Work to complete:
List every line of the data below that contains the word "white", copying each such line in full.

Data supplied:
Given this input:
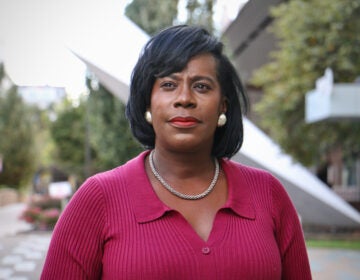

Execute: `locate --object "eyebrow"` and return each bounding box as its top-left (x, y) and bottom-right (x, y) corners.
top-left (162, 73), bottom-right (216, 84)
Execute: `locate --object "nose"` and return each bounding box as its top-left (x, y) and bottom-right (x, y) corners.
top-left (174, 86), bottom-right (196, 108)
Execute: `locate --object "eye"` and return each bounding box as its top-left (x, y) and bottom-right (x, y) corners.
top-left (160, 81), bottom-right (176, 90)
top-left (194, 83), bottom-right (211, 93)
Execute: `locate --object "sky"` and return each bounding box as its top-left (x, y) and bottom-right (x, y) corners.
top-left (0, 0), bottom-right (246, 99)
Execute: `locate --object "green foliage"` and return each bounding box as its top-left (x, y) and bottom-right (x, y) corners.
top-left (125, 0), bottom-right (179, 35)
top-left (252, 0), bottom-right (360, 165)
top-left (50, 100), bottom-right (86, 178)
top-left (125, 0), bottom-right (215, 35)
top-left (87, 77), bottom-right (142, 173)
top-left (186, 0), bottom-right (214, 32)
top-left (0, 68), bottom-right (35, 189)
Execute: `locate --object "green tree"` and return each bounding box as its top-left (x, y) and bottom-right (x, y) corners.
top-left (253, 0), bottom-right (360, 165)
top-left (87, 78), bottom-right (142, 170)
top-left (125, 0), bottom-right (179, 35)
top-left (50, 99), bottom-right (90, 180)
top-left (0, 64), bottom-right (36, 189)
top-left (125, 0), bottom-right (215, 35)
top-left (186, 0), bottom-right (214, 33)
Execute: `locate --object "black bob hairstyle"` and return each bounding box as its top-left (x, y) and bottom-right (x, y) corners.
top-left (126, 25), bottom-right (248, 158)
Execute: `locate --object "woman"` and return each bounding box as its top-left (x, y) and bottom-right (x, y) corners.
top-left (42, 26), bottom-right (311, 280)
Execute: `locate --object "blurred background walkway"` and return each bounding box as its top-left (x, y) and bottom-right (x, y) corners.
top-left (0, 203), bottom-right (360, 280)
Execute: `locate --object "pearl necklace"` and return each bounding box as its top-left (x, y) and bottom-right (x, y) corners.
top-left (149, 150), bottom-right (220, 200)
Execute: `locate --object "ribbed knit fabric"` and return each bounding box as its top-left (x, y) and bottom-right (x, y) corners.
top-left (41, 152), bottom-right (311, 280)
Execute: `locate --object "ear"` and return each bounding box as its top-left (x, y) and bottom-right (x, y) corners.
top-left (220, 96), bottom-right (228, 113)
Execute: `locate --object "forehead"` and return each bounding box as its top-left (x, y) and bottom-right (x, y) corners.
top-left (174, 54), bottom-right (217, 78)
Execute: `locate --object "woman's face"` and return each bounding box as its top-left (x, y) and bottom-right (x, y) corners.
top-left (150, 54), bottom-right (226, 153)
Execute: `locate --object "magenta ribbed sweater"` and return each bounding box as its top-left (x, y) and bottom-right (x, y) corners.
top-left (41, 152), bottom-right (311, 280)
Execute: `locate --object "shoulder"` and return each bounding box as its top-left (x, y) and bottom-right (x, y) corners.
top-left (87, 151), bottom-right (148, 188)
top-left (222, 159), bottom-right (278, 184)
top-left (222, 160), bottom-right (289, 200)
top-left (75, 152), bottom-right (147, 202)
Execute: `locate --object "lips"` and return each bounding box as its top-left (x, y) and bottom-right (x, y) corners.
top-left (170, 117), bottom-right (200, 127)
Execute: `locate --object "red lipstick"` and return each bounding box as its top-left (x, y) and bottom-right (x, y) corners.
top-left (170, 117), bottom-right (200, 127)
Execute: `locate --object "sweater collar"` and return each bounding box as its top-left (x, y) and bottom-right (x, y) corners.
top-left (124, 151), bottom-right (255, 223)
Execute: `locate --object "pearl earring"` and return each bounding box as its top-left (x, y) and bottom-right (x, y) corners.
top-left (218, 113), bottom-right (227, 127)
top-left (145, 111), bottom-right (152, 124)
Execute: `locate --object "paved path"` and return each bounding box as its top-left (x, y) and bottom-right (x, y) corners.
top-left (0, 204), bottom-right (360, 280)
top-left (0, 232), bottom-right (51, 280)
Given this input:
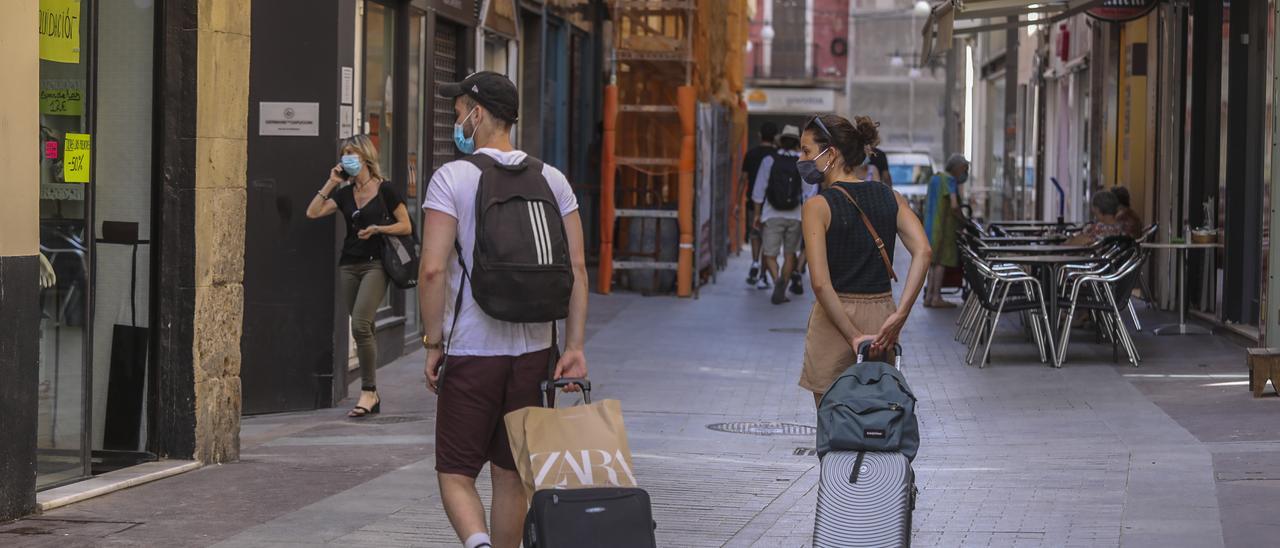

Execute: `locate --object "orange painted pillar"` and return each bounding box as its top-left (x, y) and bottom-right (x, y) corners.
top-left (676, 86), bottom-right (698, 297)
top-left (596, 85), bottom-right (618, 294)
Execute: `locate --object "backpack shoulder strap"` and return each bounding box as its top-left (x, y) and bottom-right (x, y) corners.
top-left (831, 183), bottom-right (897, 282)
top-left (462, 152), bottom-right (498, 173)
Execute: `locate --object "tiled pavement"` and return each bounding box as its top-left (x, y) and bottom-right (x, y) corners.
top-left (0, 249), bottom-right (1280, 547)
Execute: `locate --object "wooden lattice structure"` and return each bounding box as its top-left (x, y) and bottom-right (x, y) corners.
top-left (599, 0), bottom-right (746, 297)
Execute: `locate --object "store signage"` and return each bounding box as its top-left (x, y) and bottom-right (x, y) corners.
top-left (40, 81), bottom-right (84, 117)
top-left (1087, 0), bottom-right (1160, 23)
top-left (430, 0), bottom-right (476, 27)
top-left (338, 105), bottom-right (355, 138)
top-left (338, 67), bottom-right (356, 105)
top-left (257, 101), bottom-right (320, 137)
top-left (63, 133), bottom-right (93, 183)
top-left (746, 87), bottom-right (836, 114)
top-left (40, 0), bottom-right (81, 64)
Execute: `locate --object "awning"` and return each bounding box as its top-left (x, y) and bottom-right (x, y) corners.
top-left (920, 0), bottom-right (1107, 64)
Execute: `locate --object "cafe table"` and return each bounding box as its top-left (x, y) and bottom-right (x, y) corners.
top-left (987, 220), bottom-right (1074, 227)
top-left (996, 225), bottom-right (1079, 236)
top-left (979, 243), bottom-right (1093, 260)
top-left (1142, 243), bottom-right (1222, 335)
top-left (978, 236), bottom-right (1068, 247)
top-left (995, 255), bottom-right (1107, 334)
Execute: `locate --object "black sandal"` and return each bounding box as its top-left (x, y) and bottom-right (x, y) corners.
top-left (347, 387), bottom-right (383, 419)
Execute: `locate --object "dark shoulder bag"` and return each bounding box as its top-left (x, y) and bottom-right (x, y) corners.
top-left (831, 184), bottom-right (897, 282)
top-left (378, 188), bottom-right (420, 289)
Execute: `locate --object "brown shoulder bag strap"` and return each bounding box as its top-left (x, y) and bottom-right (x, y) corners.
top-left (831, 183), bottom-right (897, 282)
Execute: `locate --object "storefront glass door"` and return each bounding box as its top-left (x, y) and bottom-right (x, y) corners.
top-left (36, 0), bottom-right (155, 488)
top-left (36, 3), bottom-right (93, 487)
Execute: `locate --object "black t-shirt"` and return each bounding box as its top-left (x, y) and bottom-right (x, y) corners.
top-left (742, 145), bottom-right (777, 196)
top-left (333, 181), bottom-right (404, 265)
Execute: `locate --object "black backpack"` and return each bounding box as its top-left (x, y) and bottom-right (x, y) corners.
top-left (764, 154), bottom-right (804, 211)
top-left (454, 154), bottom-right (573, 323)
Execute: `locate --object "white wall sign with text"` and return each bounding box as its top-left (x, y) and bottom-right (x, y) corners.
top-left (257, 101), bottom-right (320, 137)
top-left (338, 67), bottom-right (356, 105)
top-left (745, 87), bottom-right (836, 114)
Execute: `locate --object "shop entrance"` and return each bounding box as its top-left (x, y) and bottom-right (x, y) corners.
top-left (32, 0), bottom-right (156, 489)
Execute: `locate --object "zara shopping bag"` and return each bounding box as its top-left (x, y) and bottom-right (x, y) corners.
top-left (506, 379), bottom-right (636, 497)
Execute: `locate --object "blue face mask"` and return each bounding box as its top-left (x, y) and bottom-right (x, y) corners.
top-left (342, 154), bottom-right (365, 177)
top-left (796, 149), bottom-right (831, 184)
top-left (453, 109), bottom-right (476, 154)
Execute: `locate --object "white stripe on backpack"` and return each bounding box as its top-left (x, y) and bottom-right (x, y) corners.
top-left (538, 202), bottom-right (553, 265)
top-left (525, 202), bottom-right (547, 265)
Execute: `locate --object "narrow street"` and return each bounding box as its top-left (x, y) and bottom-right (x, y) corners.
top-left (0, 254), bottom-right (1280, 548)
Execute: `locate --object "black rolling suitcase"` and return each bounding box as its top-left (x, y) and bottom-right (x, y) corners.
top-left (813, 348), bottom-right (916, 548)
top-left (525, 379), bottom-right (658, 548)
top-left (525, 488), bottom-right (658, 548)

Solution to this exercise:
Execute: `locate --object "white wall sign with text"` and return each bounding box as its top-left (x, y) and bottom-right (x, y) corners.
Execute: `locate --object "white stripe on backpack"` and return each bounding box as its top-left (x, y) and bottom-right (x, y) corners.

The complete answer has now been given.